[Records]
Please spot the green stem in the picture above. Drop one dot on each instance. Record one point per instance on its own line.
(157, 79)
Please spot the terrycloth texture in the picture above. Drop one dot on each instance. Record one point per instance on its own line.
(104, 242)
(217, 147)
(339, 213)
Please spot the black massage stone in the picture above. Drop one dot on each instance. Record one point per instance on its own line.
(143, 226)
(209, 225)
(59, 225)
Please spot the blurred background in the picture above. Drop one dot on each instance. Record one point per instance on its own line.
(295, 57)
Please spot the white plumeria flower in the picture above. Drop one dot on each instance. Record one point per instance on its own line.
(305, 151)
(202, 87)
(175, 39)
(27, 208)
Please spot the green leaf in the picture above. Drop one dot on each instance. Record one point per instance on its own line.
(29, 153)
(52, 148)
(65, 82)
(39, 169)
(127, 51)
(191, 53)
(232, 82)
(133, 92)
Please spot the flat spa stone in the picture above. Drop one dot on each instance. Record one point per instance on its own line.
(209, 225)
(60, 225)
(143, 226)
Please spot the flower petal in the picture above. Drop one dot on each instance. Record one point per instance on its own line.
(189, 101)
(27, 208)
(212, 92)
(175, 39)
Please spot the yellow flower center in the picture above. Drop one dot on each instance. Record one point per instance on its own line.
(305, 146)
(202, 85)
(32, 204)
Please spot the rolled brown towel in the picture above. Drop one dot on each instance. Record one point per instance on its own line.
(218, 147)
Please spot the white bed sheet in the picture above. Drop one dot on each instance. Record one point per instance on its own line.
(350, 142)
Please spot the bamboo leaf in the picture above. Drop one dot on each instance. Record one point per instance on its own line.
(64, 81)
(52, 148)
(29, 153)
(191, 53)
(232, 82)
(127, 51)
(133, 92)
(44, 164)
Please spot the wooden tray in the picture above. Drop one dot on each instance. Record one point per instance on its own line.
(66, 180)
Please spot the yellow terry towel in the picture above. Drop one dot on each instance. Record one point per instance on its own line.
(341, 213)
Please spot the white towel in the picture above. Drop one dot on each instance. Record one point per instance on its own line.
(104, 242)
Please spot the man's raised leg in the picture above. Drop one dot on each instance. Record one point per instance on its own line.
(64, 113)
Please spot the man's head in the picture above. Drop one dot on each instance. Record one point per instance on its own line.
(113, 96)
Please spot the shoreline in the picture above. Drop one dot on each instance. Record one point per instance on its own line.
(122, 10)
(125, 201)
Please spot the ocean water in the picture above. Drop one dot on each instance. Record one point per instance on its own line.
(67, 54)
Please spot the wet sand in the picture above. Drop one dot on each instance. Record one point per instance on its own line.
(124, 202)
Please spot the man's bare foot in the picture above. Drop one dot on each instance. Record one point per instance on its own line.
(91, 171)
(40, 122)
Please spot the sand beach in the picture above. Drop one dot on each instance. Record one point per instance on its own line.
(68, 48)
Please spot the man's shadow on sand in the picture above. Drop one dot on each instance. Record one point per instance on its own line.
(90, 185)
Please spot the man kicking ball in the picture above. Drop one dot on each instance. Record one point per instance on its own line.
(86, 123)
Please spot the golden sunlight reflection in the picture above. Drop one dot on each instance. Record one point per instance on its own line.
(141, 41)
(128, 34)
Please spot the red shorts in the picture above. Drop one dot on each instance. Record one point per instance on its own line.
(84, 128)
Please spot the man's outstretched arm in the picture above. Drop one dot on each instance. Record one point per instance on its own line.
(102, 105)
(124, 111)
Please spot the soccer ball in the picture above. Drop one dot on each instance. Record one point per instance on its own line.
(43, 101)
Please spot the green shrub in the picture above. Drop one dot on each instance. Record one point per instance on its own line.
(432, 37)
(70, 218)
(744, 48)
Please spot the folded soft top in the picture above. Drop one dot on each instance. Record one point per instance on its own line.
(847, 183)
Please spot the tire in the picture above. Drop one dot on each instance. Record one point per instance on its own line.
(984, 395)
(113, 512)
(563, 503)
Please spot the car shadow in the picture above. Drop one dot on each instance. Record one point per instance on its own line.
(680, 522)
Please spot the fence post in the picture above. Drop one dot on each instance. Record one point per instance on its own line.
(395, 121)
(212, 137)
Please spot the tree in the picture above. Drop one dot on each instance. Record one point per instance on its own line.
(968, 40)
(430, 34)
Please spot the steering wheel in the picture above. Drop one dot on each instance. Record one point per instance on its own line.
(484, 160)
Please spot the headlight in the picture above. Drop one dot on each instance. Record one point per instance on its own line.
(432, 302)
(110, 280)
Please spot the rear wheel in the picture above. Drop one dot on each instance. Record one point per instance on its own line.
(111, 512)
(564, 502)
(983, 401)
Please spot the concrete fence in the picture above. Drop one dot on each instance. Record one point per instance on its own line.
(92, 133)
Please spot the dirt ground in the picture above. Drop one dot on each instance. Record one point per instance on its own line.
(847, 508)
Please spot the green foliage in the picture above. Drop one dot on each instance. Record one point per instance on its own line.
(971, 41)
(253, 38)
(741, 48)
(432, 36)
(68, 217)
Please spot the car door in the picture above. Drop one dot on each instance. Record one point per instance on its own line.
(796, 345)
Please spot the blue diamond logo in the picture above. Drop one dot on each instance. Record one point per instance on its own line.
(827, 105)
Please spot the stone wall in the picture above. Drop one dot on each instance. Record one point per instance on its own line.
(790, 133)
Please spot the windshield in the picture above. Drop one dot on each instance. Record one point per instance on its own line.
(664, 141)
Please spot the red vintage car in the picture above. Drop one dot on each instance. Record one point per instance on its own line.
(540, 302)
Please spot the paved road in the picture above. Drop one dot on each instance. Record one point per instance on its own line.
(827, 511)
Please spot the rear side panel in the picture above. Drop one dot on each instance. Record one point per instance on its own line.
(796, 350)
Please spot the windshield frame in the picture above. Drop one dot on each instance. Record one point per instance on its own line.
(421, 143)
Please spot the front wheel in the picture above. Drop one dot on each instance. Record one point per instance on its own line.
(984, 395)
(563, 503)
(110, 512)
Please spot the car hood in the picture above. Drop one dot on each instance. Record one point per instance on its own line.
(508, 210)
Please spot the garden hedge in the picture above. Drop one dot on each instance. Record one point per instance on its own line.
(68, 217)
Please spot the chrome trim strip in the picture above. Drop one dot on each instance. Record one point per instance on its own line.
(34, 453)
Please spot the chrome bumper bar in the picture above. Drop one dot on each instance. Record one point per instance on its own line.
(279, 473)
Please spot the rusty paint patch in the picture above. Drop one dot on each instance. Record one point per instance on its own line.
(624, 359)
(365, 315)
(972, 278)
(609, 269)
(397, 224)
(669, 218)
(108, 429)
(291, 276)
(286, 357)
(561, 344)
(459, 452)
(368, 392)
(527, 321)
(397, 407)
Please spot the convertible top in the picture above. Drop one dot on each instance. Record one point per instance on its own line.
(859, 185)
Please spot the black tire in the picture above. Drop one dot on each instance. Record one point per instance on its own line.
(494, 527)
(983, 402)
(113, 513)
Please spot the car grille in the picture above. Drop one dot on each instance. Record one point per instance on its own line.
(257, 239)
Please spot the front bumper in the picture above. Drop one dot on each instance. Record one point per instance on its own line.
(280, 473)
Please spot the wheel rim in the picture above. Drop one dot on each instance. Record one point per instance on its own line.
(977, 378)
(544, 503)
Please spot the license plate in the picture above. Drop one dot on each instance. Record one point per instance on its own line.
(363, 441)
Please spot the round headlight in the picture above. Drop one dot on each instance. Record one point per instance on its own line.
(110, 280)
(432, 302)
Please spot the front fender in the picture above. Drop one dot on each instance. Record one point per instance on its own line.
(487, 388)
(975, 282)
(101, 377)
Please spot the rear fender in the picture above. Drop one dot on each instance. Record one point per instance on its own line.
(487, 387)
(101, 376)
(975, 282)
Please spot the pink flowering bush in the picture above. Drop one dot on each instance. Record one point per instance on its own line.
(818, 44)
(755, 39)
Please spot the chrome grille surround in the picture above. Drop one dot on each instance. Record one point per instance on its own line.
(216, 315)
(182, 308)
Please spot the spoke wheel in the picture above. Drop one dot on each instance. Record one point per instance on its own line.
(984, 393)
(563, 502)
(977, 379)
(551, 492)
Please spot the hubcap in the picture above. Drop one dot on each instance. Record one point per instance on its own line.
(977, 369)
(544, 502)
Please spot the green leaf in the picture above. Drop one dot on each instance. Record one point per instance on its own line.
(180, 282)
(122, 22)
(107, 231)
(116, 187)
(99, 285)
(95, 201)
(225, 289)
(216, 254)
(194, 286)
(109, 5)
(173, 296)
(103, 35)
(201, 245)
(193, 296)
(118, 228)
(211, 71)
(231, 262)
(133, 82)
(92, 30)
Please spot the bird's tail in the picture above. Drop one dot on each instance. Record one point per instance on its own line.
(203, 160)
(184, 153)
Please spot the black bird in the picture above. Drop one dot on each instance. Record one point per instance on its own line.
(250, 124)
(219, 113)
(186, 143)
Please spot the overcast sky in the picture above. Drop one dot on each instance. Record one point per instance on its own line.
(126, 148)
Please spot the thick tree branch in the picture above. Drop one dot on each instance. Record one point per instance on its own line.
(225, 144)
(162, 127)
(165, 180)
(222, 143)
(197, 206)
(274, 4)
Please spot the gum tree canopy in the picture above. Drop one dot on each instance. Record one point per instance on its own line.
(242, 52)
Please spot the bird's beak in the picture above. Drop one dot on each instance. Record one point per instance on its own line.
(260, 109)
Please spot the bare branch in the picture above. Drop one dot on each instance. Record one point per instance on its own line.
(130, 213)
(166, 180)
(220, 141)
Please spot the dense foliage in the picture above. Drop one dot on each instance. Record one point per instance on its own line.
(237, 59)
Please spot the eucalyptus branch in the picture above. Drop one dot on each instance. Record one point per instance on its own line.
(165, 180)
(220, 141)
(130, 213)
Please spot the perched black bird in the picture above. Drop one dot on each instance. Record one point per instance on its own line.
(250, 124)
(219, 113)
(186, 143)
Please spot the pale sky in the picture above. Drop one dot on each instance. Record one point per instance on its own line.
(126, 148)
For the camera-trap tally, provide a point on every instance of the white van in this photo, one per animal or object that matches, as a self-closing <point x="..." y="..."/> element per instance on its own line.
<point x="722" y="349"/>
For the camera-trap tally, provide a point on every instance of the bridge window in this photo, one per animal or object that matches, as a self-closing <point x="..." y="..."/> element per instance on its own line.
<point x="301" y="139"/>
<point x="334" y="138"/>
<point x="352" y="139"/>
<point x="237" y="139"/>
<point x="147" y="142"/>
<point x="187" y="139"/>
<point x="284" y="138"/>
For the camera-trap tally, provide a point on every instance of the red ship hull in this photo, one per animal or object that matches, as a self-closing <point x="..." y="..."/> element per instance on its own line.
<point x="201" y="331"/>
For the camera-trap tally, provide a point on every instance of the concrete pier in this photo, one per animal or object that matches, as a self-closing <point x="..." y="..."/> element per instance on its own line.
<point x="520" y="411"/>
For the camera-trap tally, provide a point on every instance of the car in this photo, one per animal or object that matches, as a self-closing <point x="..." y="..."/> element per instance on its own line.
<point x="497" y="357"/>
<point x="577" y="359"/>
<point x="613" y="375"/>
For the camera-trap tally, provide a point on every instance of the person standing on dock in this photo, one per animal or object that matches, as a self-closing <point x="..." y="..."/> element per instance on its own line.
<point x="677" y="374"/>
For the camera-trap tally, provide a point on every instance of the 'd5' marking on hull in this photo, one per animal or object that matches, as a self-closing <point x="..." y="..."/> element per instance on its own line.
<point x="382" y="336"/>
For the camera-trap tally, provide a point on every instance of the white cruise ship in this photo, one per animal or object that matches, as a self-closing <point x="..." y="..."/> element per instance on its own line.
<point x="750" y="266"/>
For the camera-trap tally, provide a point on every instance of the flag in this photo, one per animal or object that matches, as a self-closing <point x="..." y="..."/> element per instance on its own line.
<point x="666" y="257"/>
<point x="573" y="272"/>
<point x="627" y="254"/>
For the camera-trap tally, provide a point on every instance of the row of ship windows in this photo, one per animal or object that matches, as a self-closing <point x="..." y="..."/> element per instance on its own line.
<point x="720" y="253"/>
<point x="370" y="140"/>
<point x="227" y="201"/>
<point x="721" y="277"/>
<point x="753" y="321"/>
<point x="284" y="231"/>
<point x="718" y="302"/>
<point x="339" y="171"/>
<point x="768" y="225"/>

- [What to do]:
Exactly as written, give the line containing "row of ship" and all remaining lines of the records.

- [Task output]:
For the camera-trap tally, provide a point on every instance of the row of ship windows in this photo, one per animal or object that matches, as a self-closing <point x="..." y="..."/> element per instance on its own line.
<point x="720" y="253"/>
<point x="370" y="140"/>
<point x="227" y="201"/>
<point x="721" y="277"/>
<point x="753" y="321"/>
<point x="284" y="231"/>
<point x="718" y="302"/>
<point x="339" y="171"/>
<point x="768" y="225"/>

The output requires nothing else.